Activity - Search the records for the string "below". Copy each line where it occurs.

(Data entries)
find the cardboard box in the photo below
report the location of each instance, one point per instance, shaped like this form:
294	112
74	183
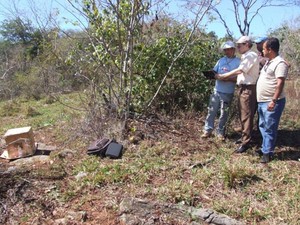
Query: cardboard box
20	143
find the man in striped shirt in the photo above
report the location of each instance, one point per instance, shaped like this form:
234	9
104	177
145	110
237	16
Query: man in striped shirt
271	96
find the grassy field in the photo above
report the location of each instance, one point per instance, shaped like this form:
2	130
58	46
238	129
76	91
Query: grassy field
171	164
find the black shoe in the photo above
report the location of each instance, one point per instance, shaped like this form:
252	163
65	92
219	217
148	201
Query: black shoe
242	149
266	158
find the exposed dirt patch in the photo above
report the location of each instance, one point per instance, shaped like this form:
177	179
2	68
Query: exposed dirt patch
31	194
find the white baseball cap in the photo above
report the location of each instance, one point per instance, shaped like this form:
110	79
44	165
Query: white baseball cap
244	39
228	44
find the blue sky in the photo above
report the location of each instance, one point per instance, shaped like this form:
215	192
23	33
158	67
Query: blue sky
269	18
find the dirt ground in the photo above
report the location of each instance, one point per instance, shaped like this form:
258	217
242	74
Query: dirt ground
29	193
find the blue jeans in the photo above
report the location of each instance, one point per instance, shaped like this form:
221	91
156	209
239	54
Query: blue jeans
268	124
218	101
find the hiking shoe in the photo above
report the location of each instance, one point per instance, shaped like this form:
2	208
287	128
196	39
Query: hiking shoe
206	134
266	158
238	129
221	137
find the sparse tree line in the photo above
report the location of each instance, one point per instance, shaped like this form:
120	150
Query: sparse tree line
123	62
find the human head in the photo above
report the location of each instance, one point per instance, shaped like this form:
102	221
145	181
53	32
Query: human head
259	43
271	47
228	48
244	44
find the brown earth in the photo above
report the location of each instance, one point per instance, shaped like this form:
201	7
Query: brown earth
31	194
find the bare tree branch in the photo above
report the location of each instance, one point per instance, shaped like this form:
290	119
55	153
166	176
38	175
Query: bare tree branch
245	11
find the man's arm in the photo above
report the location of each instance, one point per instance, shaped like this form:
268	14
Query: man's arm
278	90
229	75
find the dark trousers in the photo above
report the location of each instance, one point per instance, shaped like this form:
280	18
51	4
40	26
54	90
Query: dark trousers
247	106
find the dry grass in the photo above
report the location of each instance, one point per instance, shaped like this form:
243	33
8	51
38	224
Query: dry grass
172	164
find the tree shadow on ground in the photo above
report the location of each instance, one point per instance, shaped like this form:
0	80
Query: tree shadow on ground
287	145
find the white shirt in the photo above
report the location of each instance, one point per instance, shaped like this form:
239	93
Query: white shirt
250	67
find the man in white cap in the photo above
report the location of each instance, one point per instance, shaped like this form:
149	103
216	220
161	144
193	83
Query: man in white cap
222	96
247	74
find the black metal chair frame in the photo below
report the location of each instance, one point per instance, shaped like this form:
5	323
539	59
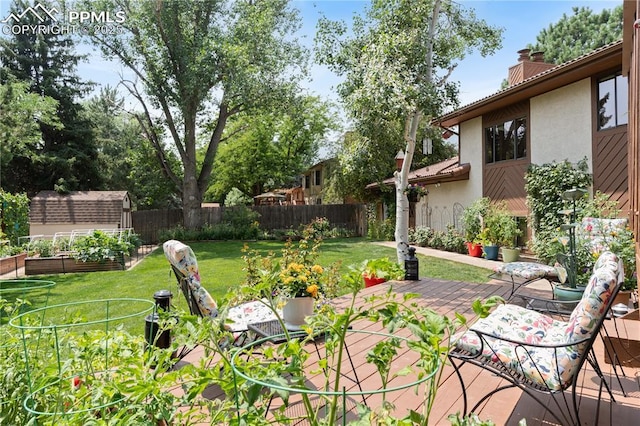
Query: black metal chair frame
194	309
569	409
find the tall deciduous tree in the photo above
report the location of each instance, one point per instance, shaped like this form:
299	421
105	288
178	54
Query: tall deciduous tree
579	33
126	159
397	65
20	114
200	63
270	149
47	60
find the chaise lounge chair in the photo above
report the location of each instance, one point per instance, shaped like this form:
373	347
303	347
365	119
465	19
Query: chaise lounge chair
185	267
539	354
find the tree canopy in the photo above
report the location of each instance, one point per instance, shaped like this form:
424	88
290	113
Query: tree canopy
125	158
270	149
66	157
581	32
396	66
20	114
200	63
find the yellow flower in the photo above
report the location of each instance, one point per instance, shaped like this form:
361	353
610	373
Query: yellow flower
313	290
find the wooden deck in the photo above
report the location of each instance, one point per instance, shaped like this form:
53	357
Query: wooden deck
504	408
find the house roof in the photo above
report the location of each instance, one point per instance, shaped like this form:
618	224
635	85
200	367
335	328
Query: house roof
445	171
600	60
79	207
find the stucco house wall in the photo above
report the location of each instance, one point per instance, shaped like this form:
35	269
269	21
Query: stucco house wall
561	124
442	206
472	152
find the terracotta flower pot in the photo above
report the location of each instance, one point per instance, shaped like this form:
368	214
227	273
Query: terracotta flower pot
296	310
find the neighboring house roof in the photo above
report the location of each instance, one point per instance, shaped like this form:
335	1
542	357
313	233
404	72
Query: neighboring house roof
444	171
82	207
587	65
321	164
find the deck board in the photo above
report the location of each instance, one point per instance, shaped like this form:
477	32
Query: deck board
504	408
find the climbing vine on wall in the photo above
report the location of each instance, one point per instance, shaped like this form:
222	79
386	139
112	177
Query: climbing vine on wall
14	216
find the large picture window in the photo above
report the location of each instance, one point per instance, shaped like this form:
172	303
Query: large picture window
613	101
506	141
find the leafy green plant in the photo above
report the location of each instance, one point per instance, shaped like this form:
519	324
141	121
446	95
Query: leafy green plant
14	215
43	248
500	226
382	267
100	247
471	218
381	230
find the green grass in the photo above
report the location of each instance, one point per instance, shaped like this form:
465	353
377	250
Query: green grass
221	269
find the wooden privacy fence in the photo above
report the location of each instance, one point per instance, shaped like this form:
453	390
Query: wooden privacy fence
149	223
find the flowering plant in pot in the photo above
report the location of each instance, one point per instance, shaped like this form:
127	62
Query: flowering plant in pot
415	191
502	229
376	271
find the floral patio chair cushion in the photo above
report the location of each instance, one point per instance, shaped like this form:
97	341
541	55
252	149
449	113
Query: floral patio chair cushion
184	260
600	232
550	367
526	270
238	317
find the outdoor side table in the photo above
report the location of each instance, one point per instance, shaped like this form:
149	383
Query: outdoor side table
524	273
269	327
272	331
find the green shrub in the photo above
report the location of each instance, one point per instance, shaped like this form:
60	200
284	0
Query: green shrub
453	241
421	235
544	186
14	215
100	247
471	218
43	248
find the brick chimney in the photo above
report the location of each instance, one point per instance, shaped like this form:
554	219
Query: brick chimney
529	64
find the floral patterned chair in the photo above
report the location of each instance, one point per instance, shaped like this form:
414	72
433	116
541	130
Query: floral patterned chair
537	353
185	267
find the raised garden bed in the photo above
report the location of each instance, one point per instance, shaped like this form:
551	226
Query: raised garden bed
12	263
64	264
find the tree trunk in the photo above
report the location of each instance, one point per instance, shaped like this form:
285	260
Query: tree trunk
191	199
402	180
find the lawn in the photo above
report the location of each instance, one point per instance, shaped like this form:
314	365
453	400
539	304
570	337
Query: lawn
221	269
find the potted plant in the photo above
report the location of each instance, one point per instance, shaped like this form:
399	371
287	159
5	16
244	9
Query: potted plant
472	221
503	230
377	271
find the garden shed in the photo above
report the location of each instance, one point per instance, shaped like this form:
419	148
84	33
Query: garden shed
51	212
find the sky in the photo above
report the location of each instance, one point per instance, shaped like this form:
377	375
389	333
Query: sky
479	77
522	20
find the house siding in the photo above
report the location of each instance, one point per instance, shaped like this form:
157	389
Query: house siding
443	205
561	124
632	55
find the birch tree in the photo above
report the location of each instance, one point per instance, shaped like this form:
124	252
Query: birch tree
396	65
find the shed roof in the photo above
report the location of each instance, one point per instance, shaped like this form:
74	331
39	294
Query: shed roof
601	59
79	207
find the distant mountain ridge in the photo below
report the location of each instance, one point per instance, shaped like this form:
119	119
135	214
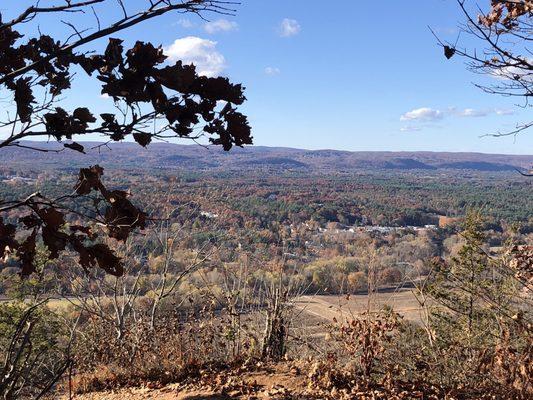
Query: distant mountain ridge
194	157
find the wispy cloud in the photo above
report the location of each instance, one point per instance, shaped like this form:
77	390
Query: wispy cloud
422	114
289	27
220	25
200	52
272	71
185	23
410	128
429	114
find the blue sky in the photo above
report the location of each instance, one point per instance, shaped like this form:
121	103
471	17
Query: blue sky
349	75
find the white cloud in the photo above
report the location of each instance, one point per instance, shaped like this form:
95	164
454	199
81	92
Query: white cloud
272	71
500	111
422	114
185	23
289	27
410	128
470	112
200	52
426	114
220	25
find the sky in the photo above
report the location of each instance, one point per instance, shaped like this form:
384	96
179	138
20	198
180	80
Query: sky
346	75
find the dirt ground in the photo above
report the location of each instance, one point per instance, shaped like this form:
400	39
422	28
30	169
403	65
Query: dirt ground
266	383
284	380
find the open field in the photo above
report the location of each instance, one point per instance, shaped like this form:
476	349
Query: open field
326	307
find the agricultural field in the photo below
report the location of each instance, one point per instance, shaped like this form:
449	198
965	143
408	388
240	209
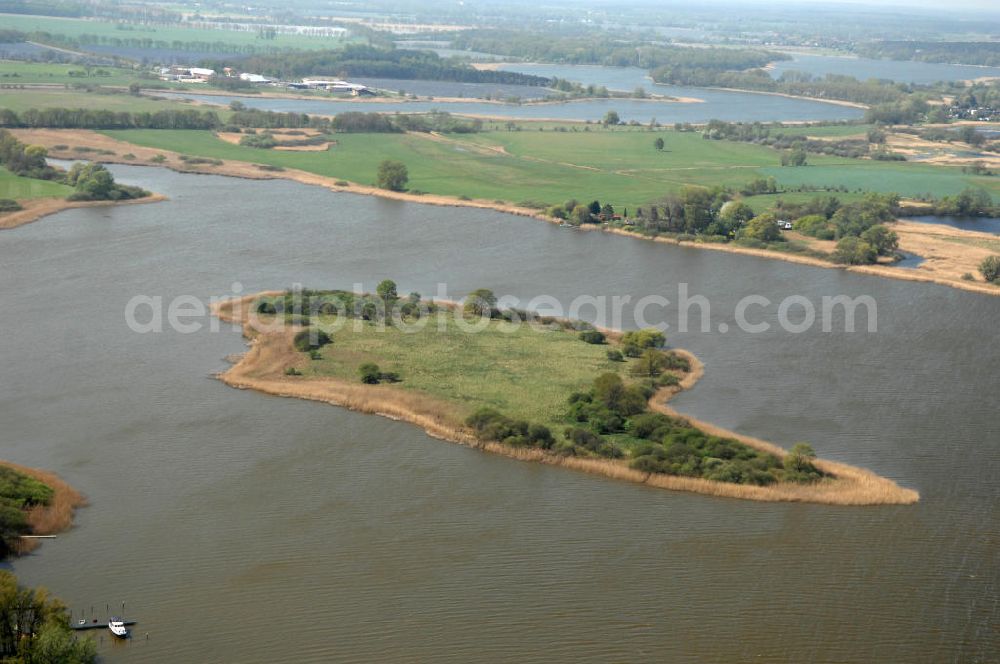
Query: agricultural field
19	188
13	72
621	166
111	100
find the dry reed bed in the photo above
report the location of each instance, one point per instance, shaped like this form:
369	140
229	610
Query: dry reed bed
37	208
54	517
262	369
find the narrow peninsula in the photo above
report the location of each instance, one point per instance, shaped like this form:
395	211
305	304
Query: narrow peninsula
524	386
33	502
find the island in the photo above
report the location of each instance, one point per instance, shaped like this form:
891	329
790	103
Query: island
525	386
33	503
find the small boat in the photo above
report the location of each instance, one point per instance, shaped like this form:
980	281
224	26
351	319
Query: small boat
117	627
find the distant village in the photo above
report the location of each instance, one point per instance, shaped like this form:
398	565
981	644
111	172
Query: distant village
183	74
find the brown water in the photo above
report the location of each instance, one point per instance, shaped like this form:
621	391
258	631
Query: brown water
246	528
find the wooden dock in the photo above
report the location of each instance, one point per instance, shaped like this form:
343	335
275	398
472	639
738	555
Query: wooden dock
97	624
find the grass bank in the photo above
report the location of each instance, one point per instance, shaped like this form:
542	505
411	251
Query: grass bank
446	375
57	515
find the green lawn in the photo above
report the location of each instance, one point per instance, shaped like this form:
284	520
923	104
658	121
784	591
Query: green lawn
21	100
621	167
531	372
15	72
18	188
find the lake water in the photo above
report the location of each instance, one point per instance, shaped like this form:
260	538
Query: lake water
895	70
454	88
244	527
982	224
732	106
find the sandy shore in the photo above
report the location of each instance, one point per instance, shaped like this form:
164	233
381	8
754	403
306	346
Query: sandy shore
36	208
262	369
947	251
56	517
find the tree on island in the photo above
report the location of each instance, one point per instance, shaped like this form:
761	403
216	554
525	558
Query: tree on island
881	239
990	269
854	251
480	302
763	227
392	175
800	458
387	290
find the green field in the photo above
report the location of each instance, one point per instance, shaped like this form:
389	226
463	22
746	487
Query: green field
74	27
449	364
620	167
18	188
14	72
21	100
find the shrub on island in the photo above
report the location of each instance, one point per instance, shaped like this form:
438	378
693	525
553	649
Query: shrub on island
490	425
311	339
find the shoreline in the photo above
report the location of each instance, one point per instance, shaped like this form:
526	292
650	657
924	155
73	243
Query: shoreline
247	170
37	208
494	66
152	93
852	486
48	519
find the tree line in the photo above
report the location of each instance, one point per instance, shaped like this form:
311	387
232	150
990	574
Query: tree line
83	118
830	86
600	49
93	182
361	60
967	53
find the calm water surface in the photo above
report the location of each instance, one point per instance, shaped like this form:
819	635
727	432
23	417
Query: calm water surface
717	104
982	224
243	527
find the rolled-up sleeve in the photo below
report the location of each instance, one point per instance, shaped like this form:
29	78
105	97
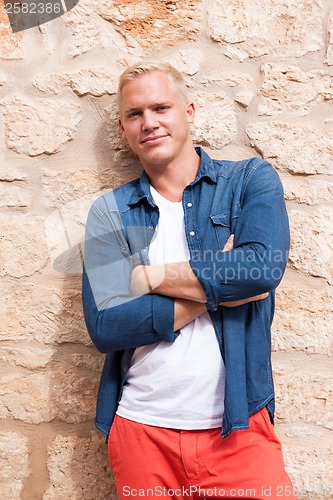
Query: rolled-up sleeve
115	320
258	260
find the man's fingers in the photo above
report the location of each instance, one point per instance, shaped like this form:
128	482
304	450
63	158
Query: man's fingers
229	244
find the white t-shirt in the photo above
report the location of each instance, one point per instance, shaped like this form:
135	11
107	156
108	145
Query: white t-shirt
178	385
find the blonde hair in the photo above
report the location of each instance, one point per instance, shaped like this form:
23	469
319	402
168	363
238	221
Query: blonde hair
136	70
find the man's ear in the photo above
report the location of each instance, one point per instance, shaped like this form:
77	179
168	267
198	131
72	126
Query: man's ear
190	112
121	128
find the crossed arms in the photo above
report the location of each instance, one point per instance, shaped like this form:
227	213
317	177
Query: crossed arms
120	315
179	281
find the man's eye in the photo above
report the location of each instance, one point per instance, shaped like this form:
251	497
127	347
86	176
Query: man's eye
162	108
133	114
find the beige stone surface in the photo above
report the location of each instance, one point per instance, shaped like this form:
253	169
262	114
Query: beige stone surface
3	79
283	27
307	190
215	122
12	195
87	31
73	392
312	241
303	318
34	127
25	396
260	74
62	392
11	46
14	464
78	468
25	234
46	314
304	386
152	23
308	461
287	88
29	355
299	149
67	187
329	55
96	81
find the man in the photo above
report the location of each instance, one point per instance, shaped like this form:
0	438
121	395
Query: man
178	291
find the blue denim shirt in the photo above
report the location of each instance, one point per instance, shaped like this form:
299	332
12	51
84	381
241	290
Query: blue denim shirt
244	198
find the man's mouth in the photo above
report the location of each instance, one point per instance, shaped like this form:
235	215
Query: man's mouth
152	138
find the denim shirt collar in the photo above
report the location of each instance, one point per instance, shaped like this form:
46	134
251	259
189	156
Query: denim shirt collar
206	169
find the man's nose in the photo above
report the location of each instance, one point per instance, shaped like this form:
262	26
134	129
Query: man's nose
149	121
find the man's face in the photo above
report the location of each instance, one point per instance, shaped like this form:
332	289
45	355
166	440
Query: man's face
154	120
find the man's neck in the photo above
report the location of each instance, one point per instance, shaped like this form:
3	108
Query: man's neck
171	180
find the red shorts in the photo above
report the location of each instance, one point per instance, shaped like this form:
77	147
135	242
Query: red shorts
153	462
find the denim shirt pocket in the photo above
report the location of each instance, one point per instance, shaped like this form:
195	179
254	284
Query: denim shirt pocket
224	224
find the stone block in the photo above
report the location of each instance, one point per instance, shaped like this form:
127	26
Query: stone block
74	186
3	79
298	149
25	234
32	356
329	54
213	109
11	44
78	469
287	28
312	241
44	314
73	392
87	31
34	127
13	195
307	190
287	88
62	392
308	461
303	318
154	24
304	389
25	396
14	464
96	81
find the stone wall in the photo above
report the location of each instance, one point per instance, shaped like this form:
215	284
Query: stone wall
261	75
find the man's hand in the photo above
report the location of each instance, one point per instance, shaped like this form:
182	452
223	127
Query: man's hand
236	303
166	279
144	279
178	281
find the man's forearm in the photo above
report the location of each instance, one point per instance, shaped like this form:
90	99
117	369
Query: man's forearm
186	311
178	281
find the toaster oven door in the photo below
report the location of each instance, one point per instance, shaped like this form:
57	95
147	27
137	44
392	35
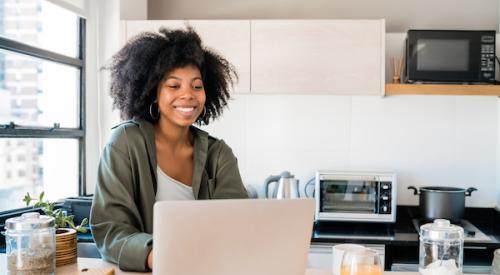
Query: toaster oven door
349	196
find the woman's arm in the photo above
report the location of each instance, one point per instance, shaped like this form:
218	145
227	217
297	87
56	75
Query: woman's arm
228	180
116	223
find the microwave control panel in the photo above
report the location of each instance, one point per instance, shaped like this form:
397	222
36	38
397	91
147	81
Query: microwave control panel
487	70
385	197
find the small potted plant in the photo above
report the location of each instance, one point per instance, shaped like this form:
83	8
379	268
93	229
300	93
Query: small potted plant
65	228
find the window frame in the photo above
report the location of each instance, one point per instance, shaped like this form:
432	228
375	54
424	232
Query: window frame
12	130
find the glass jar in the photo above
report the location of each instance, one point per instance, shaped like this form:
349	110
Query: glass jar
441	248
495	265
31	244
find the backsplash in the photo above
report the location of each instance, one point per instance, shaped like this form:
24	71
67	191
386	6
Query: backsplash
426	140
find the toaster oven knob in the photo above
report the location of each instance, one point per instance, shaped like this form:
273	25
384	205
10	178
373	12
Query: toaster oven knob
384	209
386	186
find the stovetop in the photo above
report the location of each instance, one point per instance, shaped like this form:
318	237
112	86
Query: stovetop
471	232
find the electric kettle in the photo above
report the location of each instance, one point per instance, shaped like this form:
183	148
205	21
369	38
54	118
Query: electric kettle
286	187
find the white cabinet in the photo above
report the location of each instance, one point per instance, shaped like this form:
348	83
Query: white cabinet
318	56
345	57
230	38
320	255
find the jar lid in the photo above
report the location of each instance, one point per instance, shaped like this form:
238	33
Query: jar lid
441	229
29	221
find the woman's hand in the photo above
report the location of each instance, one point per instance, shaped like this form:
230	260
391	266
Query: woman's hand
150	259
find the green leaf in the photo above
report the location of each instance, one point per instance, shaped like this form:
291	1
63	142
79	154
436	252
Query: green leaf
27	198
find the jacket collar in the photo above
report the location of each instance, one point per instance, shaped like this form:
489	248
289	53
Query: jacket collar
200	151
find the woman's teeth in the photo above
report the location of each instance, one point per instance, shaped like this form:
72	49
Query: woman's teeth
185	109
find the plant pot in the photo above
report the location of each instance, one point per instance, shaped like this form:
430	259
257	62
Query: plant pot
65	246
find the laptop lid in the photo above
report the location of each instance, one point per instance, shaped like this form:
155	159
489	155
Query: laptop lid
232	237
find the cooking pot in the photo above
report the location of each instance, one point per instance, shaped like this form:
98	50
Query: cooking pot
438	202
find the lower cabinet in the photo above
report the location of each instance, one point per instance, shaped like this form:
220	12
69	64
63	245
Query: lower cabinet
320	255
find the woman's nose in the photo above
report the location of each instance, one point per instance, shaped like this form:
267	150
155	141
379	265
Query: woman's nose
187	93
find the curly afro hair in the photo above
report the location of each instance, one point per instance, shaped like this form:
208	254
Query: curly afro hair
140	66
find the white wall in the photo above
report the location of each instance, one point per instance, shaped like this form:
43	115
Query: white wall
400	15
498	155
427	140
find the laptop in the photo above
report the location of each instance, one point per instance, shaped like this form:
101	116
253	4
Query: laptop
232	237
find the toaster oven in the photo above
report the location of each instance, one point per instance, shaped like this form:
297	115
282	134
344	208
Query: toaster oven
355	196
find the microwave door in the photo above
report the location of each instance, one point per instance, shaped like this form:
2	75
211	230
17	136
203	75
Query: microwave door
446	56
342	196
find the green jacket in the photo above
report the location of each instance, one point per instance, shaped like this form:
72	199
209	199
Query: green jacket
121	217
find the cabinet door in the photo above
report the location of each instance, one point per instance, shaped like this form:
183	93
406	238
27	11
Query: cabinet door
230	38
318	56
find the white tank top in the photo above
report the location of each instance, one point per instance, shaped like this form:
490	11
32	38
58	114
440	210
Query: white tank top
170	189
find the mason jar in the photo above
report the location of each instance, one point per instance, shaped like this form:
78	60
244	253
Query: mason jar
30	244
441	248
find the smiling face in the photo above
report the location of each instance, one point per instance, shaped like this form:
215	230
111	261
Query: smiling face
181	96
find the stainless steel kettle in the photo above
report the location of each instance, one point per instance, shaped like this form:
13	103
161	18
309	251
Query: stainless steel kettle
286	187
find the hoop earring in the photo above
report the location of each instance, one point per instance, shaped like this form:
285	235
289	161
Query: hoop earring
151	112
204	111
200	118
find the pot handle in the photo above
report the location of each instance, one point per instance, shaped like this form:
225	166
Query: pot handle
469	191
415	190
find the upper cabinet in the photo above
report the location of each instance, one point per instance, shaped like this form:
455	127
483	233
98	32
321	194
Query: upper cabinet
344	57
318	56
230	38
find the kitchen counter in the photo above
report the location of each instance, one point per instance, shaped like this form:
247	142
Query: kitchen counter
90	264
401	240
403	232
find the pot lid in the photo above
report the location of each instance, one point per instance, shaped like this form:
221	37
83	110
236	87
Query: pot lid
442	189
441	230
29	221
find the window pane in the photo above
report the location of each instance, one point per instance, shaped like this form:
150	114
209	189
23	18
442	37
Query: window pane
36	165
40	23
34	92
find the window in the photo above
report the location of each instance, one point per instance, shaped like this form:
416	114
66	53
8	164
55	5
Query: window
42	119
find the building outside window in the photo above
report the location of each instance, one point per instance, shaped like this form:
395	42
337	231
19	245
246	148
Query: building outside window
42	126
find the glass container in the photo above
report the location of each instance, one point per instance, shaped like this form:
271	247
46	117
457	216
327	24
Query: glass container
30	244
495	265
441	248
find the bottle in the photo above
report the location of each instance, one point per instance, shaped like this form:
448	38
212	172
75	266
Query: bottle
441	248
30	244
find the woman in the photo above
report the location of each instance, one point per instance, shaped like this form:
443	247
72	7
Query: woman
162	83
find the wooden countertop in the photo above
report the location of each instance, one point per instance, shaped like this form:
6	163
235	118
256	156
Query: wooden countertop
98	265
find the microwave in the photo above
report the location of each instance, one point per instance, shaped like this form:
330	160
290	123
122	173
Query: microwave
355	196
450	56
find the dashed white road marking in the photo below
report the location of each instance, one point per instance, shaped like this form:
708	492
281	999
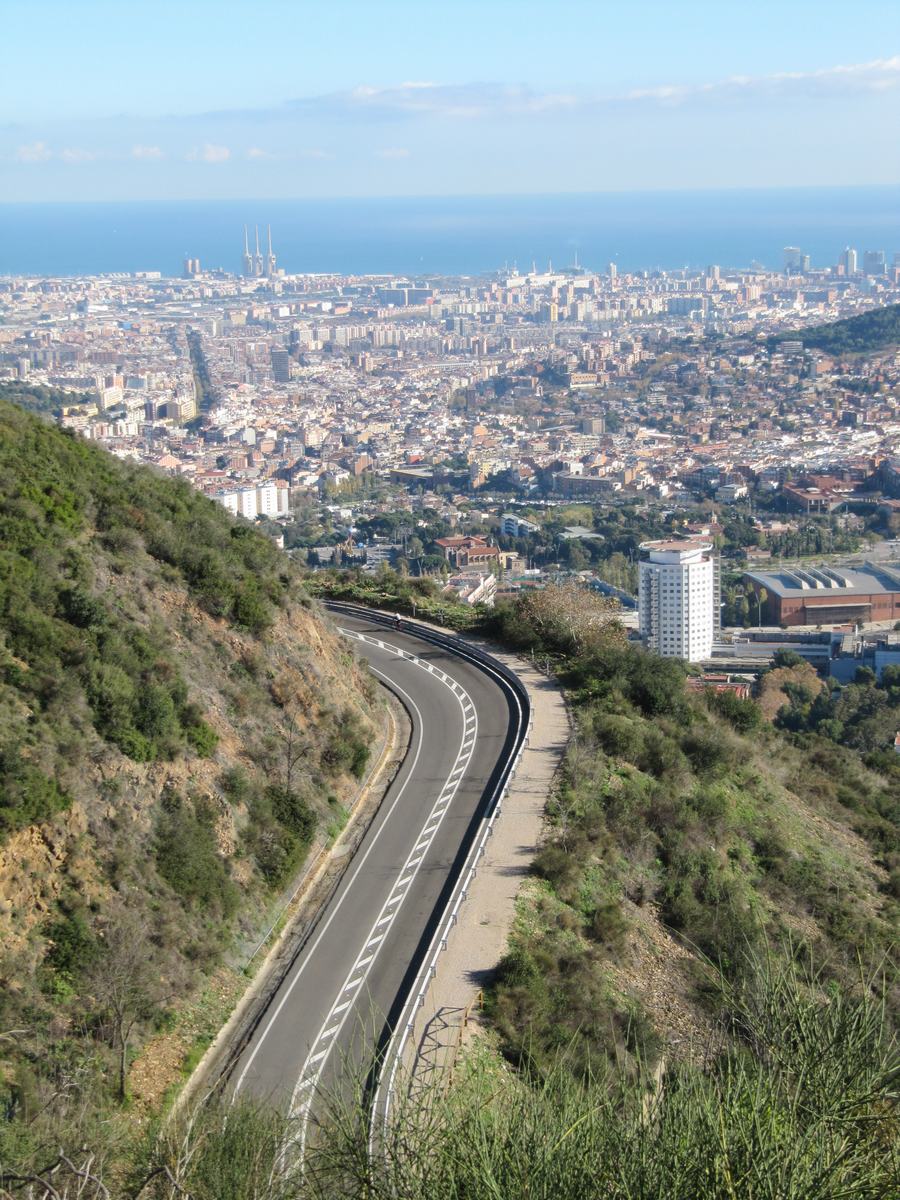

Written answer -
find the cardboard box in the photo below
find the black metal chair frame in the photo below
find the distant mountain ridge in the photo below
find the agricultural field in the photo below
find the rolled-up sleeve in the photo below
find the toaster oven door in the photo below
find the dashed white road marking in the photo below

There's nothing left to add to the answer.